Segregation of Human Liver Bud Progenitors into Hepatocyte versus Biliary Fates by Competing NOTCH, TGF-β, PKA, and Other Signals

Next, we identified signals that induced the bifurcation of hPSC-derived day-6 liver bud progenitors into ALBUMIN+ hepatocyte-like cells or SOX9+ biliary cells (cholangiocytes) (Figures 4A and 4B) on later days of differentiation. Activation of NOTCH and TGF-β, together with insulin, upregulated SOX9, thus differentiating day-6 liver bud progenitors into CK7+/CK19+ biliary progenitors by day 12 of hPSC differentiation (Figures 4B and S4H) (Ogawa et al., 2015; Sampaziotis et al., 2015) while reducing formation of ALBUMIN+ hepatocyte-like cells (Figures 4C and 4D). Conversely, inhibition of NOTCH and TGF-β consolidated hepatocyte commitment by inhibiting diversion into the SOX9+ biliary fate (Figures 4C and 4D). This suggests the bipotent capacity of liver bud progenitors at a population level to give rise to either hepatic or biliary fates (which remains to be formally demonstrated in vivo by single-cell lineage tracing) and identifies the signals that control the mutually exclusive allocation of ALBUMIN+ hepatocyte-like versus SOX9+ cholangiocyte lineages.

Figure 4

Generation of Enriched Populations of ALBUMIN+ and FAH+ Immature Hepatocytes by Day 18 of PSC Differentiation

(A) Diagram depicting liver development in mouse embryos between E9.5 and birth and the expression of various liver genes. dpc, days post-coitum.

(B) A schematic of the present work showing the differentiation of human liver bud progenitors into bile duct cells or hepatocytes. A8301, TGF-β inhibitor; DAPT, Notch inhibitor; FSK, forskolin; AAP, ascorbic acid-2-phosphate.

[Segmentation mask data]
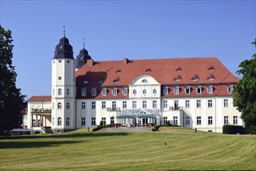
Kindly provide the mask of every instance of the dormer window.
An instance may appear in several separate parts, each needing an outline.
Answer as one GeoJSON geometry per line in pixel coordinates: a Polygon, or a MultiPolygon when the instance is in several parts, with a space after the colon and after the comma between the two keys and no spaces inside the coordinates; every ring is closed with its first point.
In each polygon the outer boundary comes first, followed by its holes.
{"type": "Polygon", "coordinates": [[[180,93],[180,86],[174,87],[174,94],[179,94],[180,93]]]}
{"type": "Polygon", "coordinates": [[[196,87],[196,93],[197,93],[197,94],[201,94],[202,92],[202,86],[197,86],[197,87],[196,87]]]}
{"type": "Polygon", "coordinates": [[[101,94],[102,96],[107,96],[107,88],[103,88],[102,90],[101,90],[101,94]]]}
{"type": "Polygon", "coordinates": [[[92,89],[92,96],[96,96],[97,93],[96,89],[92,89]]]}
{"type": "Polygon", "coordinates": [[[168,87],[163,87],[163,95],[167,95],[169,93],[169,88],[168,87]]]}
{"type": "Polygon", "coordinates": [[[142,79],[142,82],[143,82],[143,83],[148,82],[148,80],[146,80],[146,79],[142,79]]]}
{"type": "Polygon", "coordinates": [[[82,89],[81,95],[82,96],[86,96],[86,89],[82,89]]]}
{"type": "Polygon", "coordinates": [[[232,93],[232,92],[233,92],[233,85],[229,85],[229,86],[227,86],[227,92],[229,92],[229,93],[232,93]]]}
{"type": "Polygon", "coordinates": [[[113,88],[112,89],[112,95],[117,96],[117,88],[113,88]]]}
{"type": "Polygon", "coordinates": [[[191,79],[191,81],[194,81],[194,82],[198,81],[198,77],[193,77],[191,79]]]}

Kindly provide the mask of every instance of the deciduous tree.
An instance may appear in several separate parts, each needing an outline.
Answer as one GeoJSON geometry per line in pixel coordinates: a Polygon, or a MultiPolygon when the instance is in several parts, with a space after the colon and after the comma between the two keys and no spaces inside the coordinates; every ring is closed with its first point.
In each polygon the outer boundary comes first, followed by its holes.
{"type": "Polygon", "coordinates": [[[24,111],[25,96],[16,86],[17,74],[12,65],[12,32],[0,26],[0,134],[19,127],[24,111]]]}
{"type": "MultiPolygon", "coordinates": [[[[256,39],[252,43],[256,47],[256,39]]],[[[250,60],[242,61],[237,73],[243,78],[234,89],[234,104],[242,113],[246,127],[256,126],[256,54],[250,60]]]]}

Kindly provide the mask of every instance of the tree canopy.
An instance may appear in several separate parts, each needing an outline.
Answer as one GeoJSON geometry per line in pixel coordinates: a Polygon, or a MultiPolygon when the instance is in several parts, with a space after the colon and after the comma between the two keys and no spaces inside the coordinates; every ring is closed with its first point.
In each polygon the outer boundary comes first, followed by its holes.
{"type": "Polygon", "coordinates": [[[0,25],[0,134],[19,127],[26,96],[16,86],[17,74],[12,65],[12,32],[0,25]]]}
{"type": "MultiPolygon", "coordinates": [[[[256,47],[256,39],[252,44],[256,47]]],[[[242,61],[239,67],[242,68],[237,73],[243,75],[243,78],[234,89],[234,104],[242,113],[245,127],[256,126],[256,54],[251,60],[242,61]]]]}

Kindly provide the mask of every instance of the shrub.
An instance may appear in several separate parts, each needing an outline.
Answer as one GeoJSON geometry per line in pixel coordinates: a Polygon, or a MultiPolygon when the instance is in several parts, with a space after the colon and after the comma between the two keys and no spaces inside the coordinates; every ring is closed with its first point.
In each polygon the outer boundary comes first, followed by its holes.
{"type": "Polygon", "coordinates": [[[245,132],[247,134],[256,134],[256,126],[245,127],[245,132]]]}
{"type": "Polygon", "coordinates": [[[223,126],[223,133],[228,134],[237,134],[239,133],[240,134],[244,134],[244,128],[243,126],[225,124],[223,126]]]}
{"type": "Polygon", "coordinates": [[[152,131],[158,131],[160,125],[155,124],[154,127],[152,128],[152,131]]]}

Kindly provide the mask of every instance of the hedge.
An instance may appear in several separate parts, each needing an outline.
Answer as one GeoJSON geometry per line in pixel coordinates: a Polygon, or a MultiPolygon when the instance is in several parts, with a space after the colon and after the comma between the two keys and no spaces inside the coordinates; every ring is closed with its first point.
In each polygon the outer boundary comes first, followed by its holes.
{"type": "Polygon", "coordinates": [[[223,133],[228,134],[237,134],[239,133],[240,134],[244,134],[245,131],[243,126],[225,124],[223,126],[223,133]]]}
{"type": "Polygon", "coordinates": [[[158,131],[160,125],[159,124],[155,124],[154,127],[152,128],[152,131],[158,131]]]}

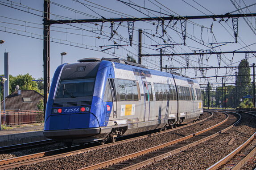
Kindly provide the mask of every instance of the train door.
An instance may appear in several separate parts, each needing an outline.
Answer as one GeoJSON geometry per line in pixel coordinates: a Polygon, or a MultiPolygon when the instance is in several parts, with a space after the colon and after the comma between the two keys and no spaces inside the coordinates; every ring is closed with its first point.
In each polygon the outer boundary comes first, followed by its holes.
{"type": "Polygon", "coordinates": [[[113,79],[108,79],[110,88],[111,89],[111,94],[112,94],[112,101],[113,102],[112,111],[113,111],[113,118],[117,117],[117,112],[116,108],[117,108],[117,103],[116,102],[116,88],[115,88],[115,82],[113,79]]]}
{"type": "Polygon", "coordinates": [[[193,102],[193,114],[195,114],[195,96],[194,95],[194,87],[192,84],[191,84],[191,93],[192,93],[192,102],[193,102]]]}
{"type": "Polygon", "coordinates": [[[143,90],[144,91],[144,101],[145,104],[145,112],[144,113],[144,122],[149,121],[150,113],[150,99],[149,93],[149,87],[148,87],[148,82],[146,79],[142,78],[142,84],[143,85],[143,90]]]}

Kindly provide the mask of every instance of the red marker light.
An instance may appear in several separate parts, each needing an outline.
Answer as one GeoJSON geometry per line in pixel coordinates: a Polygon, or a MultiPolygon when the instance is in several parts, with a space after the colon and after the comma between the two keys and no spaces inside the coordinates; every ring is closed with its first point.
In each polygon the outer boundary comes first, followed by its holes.
{"type": "Polygon", "coordinates": [[[83,111],[84,112],[85,111],[85,108],[84,108],[84,107],[81,107],[81,109],[80,109],[81,111],[83,111]]]}
{"type": "Polygon", "coordinates": [[[61,113],[62,111],[62,109],[58,109],[58,113],[61,113]]]}

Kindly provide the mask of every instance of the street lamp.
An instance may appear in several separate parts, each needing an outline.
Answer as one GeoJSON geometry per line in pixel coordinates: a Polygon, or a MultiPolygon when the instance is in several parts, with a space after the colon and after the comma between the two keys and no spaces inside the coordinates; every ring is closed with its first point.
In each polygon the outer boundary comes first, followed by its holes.
{"type": "MultiPolygon", "coordinates": [[[[1,83],[0,83],[0,91],[1,91],[1,84],[3,84],[3,87],[4,87],[4,82],[7,80],[7,79],[5,79],[4,77],[3,76],[0,76],[0,80],[1,80],[1,83]]],[[[4,122],[5,122],[5,93],[4,93],[4,122]]],[[[0,99],[1,98],[1,96],[0,96],[0,99]]],[[[2,130],[2,121],[1,119],[1,105],[0,104],[0,130],[2,130]]]]}
{"type": "Polygon", "coordinates": [[[65,55],[67,54],[67,53],[66,52],[62,52],[61,53],[61,55],[62,55],[62,55],[65,55]]]}

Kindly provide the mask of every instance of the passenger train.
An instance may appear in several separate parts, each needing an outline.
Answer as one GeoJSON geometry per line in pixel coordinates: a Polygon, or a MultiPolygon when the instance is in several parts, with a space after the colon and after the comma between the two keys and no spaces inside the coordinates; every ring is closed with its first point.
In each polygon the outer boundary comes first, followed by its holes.
{"type": "Polygon", "coordinates": [[[83,143],[172,127],[202,113],[196,80],[118,59],[59,66],[49,95],[44,134],[83,143]]]}

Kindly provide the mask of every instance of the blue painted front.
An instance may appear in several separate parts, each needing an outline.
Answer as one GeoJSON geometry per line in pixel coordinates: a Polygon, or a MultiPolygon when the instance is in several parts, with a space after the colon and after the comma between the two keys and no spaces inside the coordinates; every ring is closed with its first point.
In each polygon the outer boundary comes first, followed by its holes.
{"type": "MultiPolygon", "coordinates": [[[[62,113],[54,114],[52,113],[54,102],[54,93],[57,87],[57,83],[62,67],[59,66],[54,73],[46,106],[45,121],[45,130],[66,130],[70,129],[87,128],[99,127],[107,125],[105,114],[107,108],[103,99],[106,81],[109,77],[114,77],[114,69],[111,63],[107,61],[101,62],[99,66],[95,79],[94,91],[92,97],[92,105],[90,113],[81,113],[77,111],[69,113],[63,113],[65,107],[62,107],[62,113]]],[[[111,107],[112,103],[111,103],[111,107]]],[[[68,107],[69,108],[76,108],[68,107]]]]}

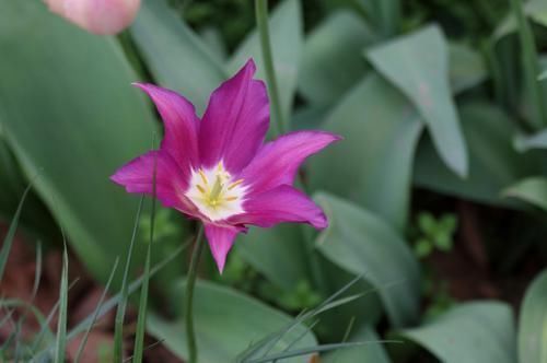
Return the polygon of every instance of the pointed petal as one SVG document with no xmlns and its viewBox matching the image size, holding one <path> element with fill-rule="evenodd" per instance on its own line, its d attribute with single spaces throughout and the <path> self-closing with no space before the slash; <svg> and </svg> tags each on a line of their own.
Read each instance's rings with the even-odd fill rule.
<svg viewBox="0 0 547 363">
<path fill-rule="evenodd" d="M 168 208 L 197 215 L 194 204 L 184 196 L 187 180 L 181 177 L 177 164 L 163 151 L 151 151 L 133 159 L 110 176 L 110 179 L 124 186 L 128 192 L 153 195 L 153 175 L 155 159 L 155 196 Z"/>
<path fill-rule="evenodd" d="M 305 194 L 281 185 L 263 194 L 253 195 L 243 203 L 245 213 L 228 220 L 231 224 L 254 224 L 270 227 L 281 222 L 307 223 L 317 230 L 325 229 L 327 218 Z"/>
<path fill-rule="evenodd" d="M 220 273 L 222 273 L 226 255 L 232 248 L 238 230 L 232 226 L 219 226 L 214 224 L 206 224 L 205 229 L 212 257 L 217 262 Z"/>
<path fill-rule="evenodd" d="M 173 156 L 181 168 L 197 167 L 199 120 L 194 105 L 178 93 L 153 84 L 135 83 L 155 104 L 165 125 L 161 149 Z"/>
<path fill-rule="evenodd" d="M 263 192 L 282 184 L 292 185 L 304 160 L 340 137 L 326 131 L 296 131 L 266 143 L 237 179 L 249 185 L 251 192 Z"/>
<path fill-rule="evenodd" d="M 253 80 L 255 70 L 251 59 L 212 93 L 199 130 L 199 154 L 206 167 L 223 160 L 226 169 L 236 174 L 261 145 L 269 107 L 266 86 Z"/>
</svg>

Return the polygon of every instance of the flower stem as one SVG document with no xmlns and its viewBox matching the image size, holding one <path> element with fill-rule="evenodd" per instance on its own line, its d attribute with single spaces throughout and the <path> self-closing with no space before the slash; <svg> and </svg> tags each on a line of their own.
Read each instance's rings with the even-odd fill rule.
<svg viewBox="0 0 547 363">
<path fill-rule="evenodd" d="M 268 0 L 256 0 L 255 4 L 256 24 L 260 37 L 264 70 L 266 72 L 266 84 L 268 86 L 268 94 L 271 101 L 274 124 L 277 127 L 277 134 L 280 136 L 287 132 L 288 127 L 284 120 L 283 110 L 281 109 L 276 70 L 274 69 L 274 59 L 271 56 L 270 35 L 268 30 Z"/>
<path fill-rule="evenodd" d="M 199 260 L 203 251 L 203 225 L 199 226 L 191 254 L 190 268 L 186 278 L 186 293 L 184 294 L 184 320 L 186 321 L 186 339 L 188 343 L 188 363 L 196 363 L 198 359 L 198 350 L 196 347 L 196 333 L 194 331 L 194 286 L 196 285 L 196 277 L 199 266 Z"/>
</svg>

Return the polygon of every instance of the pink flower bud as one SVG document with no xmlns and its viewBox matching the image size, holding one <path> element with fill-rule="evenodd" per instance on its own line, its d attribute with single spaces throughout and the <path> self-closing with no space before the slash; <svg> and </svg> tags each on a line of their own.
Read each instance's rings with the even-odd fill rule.
<svg viewBox="0 0 547 363">
<path fill-rule="evenodd" d="M 95 34 L 116 34 L 135 20 L 140 0 L 45 0 L 49 10 Z"/>
</svg>

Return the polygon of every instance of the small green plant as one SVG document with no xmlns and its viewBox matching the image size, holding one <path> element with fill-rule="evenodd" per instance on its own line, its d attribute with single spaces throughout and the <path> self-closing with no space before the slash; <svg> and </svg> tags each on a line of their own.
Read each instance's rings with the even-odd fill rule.
<svg viewBox="0 0 547 363">
<path fill-rule="evenodd" d="M 454 245 L 453 237 L 457 227 L 457 219 L 454 214 L 445 213 L 435 219 L 430 212 L 418 214 L 418 237 L 414 244 L 414 250 L 419 258 L 426 258 L 434 249 L 450 251 Z"/>
</svg>

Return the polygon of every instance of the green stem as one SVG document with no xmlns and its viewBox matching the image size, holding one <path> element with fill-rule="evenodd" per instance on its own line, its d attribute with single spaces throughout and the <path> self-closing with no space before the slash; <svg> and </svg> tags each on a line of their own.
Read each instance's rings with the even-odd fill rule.
<svg viewBox="0 0 547 363">
<path fill-rule="evenodd" d="M 284 120 L 281 102 L 279 99 L 279 89 L 277 86 L 276 70 L 274 69 L 274 58 L 271 56 L 270 35 L 268 30 L 268 0 L 256 0 L 256 24 L 260 37 L 260 48 L 263 50 L 264 70 L 266 72 L 266 84 L 271 102 L 271 113 L 274 124 L 277 128 L 277 134 L 287 132 L 287 122 Z"/>
<path fill-rule="evenodd" d="M 194 286 L 196 285 L 196 277 L 199 266 L 199 260 L 203 253 L 203 225 L 199 226 L 194 251 L 191 254 L 190 268 L 186 279 L 186 293 L 184 294 L 184 320 L 186 321 L 186 336 L 188 343 L 188 363 L 196 363 L 198 359 L 198 350 L 196 347 L 196 333 L 194 331 Z"/>
<path fill-rule="evenodd" d="M 525 86 L 528 89 L 528 94 L 532 106 L 535 108 L 536 117 L 532 117 L 532 126 L 539 129 L 547 124 L 547 109 L 543 99 L 542 85 L 537 81 L 539 75 L 539 57 L 532 33 L 529 22 L 524 14 L 521 0 L 511 0 L 511 8 L 514 16 L 519 22 L 519 37 L 522 48 L 522 62 L 524 68 Z"/>
</svg>

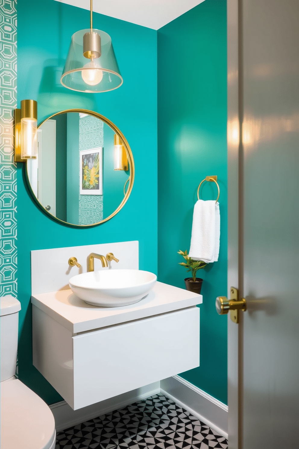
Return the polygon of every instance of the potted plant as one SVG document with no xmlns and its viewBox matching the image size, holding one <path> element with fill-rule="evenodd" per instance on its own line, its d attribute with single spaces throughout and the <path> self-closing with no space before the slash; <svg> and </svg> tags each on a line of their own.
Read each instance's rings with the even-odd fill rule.
<svg viewBox="0 0 299 449">
<path fill-rule="evenodd" d="M 189 291 L 193 291 L 194 293 L 200 294 L 203 279 L 200 277 L 196 277 L 196 272 L 198 270 L 204 268 L 207 264 L 202 260 L 195 260 L 191 257 L 189 257 L 187 254 L 187 250 L 185 252 L 180 250 L 179 251 L 178 251 L 178 253 L 181 255 L 182 255 L 186 261 L 186 262 L 180 262 L 179 264 L 186 268 L 187 272 L 191 271 L 192 273 L 192 277 L 185 277 L 184 279 L 186 290 L 189 290 Z"/>
</svg>

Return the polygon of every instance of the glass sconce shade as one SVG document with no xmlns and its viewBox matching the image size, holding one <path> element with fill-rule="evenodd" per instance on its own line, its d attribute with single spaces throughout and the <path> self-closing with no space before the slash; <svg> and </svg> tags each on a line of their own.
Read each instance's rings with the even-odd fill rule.
<svg viewBox="0 0 299 449">
<path fill-rule="evenodd" d="M 128 170 L 128 156 L 121 139 L 114 134 L 114 163 L 115 170 Z"/>
<path fill-rule="evenodd" d="M 97 37 L 97 34 L 100 39 Z M 95 52 L 92 52 L 92 57 L 89 60 L 83 56 L 84 35 L 87 35 L 92 45 L 95 46 Z M 86 36 L 85 40 L 87 38 Z M 99 53 L 99 57 L 94 57 Z M 80 92 L 105 92 L 121 86 L 122 78 L 109 35 L 94 28 L 74 33 L 60 80 L 65 87 Z"/>
<path fill-rule="evenodd" d="M 37 120 L 21 119 L 21 158 L 36 159 L 37 154 Z"/>
<path fill-rule="evenodd" d="M 16 162 L 37 157 L 37 103 L 22 100 L 21 109 L 15 110 L 15 156 Z"/>
</svg>

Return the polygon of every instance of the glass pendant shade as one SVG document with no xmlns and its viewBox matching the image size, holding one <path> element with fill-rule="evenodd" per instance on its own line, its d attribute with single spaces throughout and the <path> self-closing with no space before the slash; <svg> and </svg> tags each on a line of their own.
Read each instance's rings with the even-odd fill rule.
<svg viewBox="0 0 299 449">
<path fill-rule="evenodd" d="M 83 49 L 85 35 L 95 45 L 100 43 L 100 51 L 90 54 L 90 59 L 83 55 L 83 52 L 87 54 Z M 80 92 L 105 92 L 121 86 L 122 78 L 109 35 L 94 28 L 74 33 L 60 81 L 68 89 Z"/>
<path fill-rule="evenodd" d="M 21 158 L 36 159 L 37 155 L 37 103 L 23 100 L 21 102 Z"/>
</svg>

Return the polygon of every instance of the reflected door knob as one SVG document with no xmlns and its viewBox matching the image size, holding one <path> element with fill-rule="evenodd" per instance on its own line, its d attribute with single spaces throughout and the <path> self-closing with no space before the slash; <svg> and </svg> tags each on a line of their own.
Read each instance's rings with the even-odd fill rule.
<svg viewBox="0 0 299 449">
<path fill-rule="evenodd" d="M 234 323 L 238 324 L 239 319 L 239 311 L 246 310 L 246 300 L 239 298 L 239 291 L 234 287 L 230 287 L 230 299 L 226 296 L 217 296 L 215 303 L 216 311 L 219 315 L 226 315 L 230 311 L 230 318 Z"/>
</svg>

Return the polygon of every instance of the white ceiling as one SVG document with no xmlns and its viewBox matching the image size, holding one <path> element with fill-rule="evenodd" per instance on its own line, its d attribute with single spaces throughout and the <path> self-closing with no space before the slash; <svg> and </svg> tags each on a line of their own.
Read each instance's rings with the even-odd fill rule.
<svg viewBox="0 0 299 449">
<path fill-rule="evenodd" d="M 90 0 L 56 0 L 90 9 Z M 204 0 L 93 0 L 92 9 L 105 16 L 158 30 Z"/>
</svg>

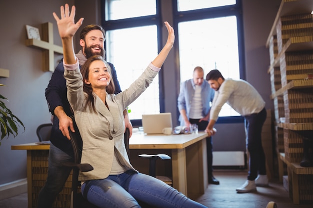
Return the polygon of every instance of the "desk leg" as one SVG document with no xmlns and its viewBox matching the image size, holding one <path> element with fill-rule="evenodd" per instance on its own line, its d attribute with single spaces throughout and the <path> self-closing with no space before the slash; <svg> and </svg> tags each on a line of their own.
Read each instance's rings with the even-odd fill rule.
<svg viewBox="0 0 313 208">
<path fill-rule="evenodd" d="M 27 150 L 27 199 L 28 208 L 32 208 L 32 150 Z"/>
<path fill-rule="evenodd" d="M 206 138 L 186 148 L 188 197 L 196 199 L 208 188 L 208 158 Z"/>
<path fill-rule="evenodd" d="M 186 152 L 185 149 L 172 150 L 173 187 L 187 195 Z"/>
</svg>

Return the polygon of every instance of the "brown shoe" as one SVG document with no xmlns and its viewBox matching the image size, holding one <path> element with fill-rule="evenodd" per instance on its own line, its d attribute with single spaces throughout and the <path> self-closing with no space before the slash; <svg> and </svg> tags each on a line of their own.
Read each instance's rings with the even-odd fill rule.
<svg viewBox="0 0 313 208">
<path fill-rule="evenodd" d="M 214 178 L 214 176 L 213 176 L 208 177 L 208 183 L 210 184 L 215 184 L 216 185 L 220 185 L 220 182 L 218 180 Z"/>
</svg>

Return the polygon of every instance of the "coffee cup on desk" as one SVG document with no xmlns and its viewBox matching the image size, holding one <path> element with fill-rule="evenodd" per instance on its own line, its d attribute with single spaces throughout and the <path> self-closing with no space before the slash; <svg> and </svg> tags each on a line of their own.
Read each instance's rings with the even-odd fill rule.
<svg viewBox="0 0 313 208">
<path fill-rule="evenodd" d="M 163 129 L 162 132 L 163 134 L 166 134 L 166 135 L 170 135 L 172 134 L 173 130 L 172 127 L 166 127 Z"/>
</svg>

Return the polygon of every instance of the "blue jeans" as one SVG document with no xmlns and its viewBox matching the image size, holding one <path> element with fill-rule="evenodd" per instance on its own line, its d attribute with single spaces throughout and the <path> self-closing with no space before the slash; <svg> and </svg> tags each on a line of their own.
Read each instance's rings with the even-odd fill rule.
<svg viewBox="0 0 313 208">
<path fill-rule="evenodd" d="M 254 181 L 258 174 L 266 175 L 266 159 L 262 147 L 262 127 L 266 118 L 264 108 L 260 113 L 244 117 L 246 144 L 249 152 L 249 171 L 248 179 Z"/>
<path fill-rule="evenodd" d="M 137 200 L 159 208 L 206 208 L 152 176 L 129 170 L 105 179 L 86 181 L 85 199 L 101 208 L 140 208 Z"/>
<path fill-rule="evenodd" d="M 62 165 L 66 162 L 73 162 L 73 157 L 51 144 L 48 159 L 48 175 L 44 186 L 39 193 L 37 208 L 52 207 L 72 170 L 72 168 Z"/>
</svg>

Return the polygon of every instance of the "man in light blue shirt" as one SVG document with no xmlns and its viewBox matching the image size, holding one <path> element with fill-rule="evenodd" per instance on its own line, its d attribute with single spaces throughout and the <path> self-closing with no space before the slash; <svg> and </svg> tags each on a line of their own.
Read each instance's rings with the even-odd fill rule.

● Your tasks
1. In the liver bud text, repeat the stretch from "Generation of Enriched" through "dpc, days post-coitum.", swapping "Diagram" for "Illustration".
2. Turn the paragraph of the liver bud text that begins "Next, we identified signals" into a short bulleted list that keeps its main facts.

● Written answers
1.
Generation of Enriched Populations of ALBUMIN+ and FAH+ Immature Hepatocytes by Day 18 of PSC Differentiation

(A) Illustration depicting liver development in mouse embryos between E9.5 and birth and the expression of various liver genes. dpc, days post-coitum.

2.
- Signals were identified that split hPSC-derived day-6 liver bud progenitors into ALBUMIN+ hepatocyte-like cells or SOX9+ biliary cells (cholangiocytes).
- Turning on NOTCH and TGF-β, together with insulin, raised SOX9. This produced CK7+/CK19+ biliary progenitors by day 12 and fewer ALBUMIN+ hepatocyte-like cells.
- Blocking NOTCH and TGF-β strengthened hepatocyte commitment by preventing a shift into the SOX9+ biliary fate.
- This suggests that liver bud progenitors, as a population, can become either hepatic or biliary cells. This is still to be shown in vivo by single-cell lineage tracing. It also identifies the signals that control the mutually exclusive choice between the two lineages.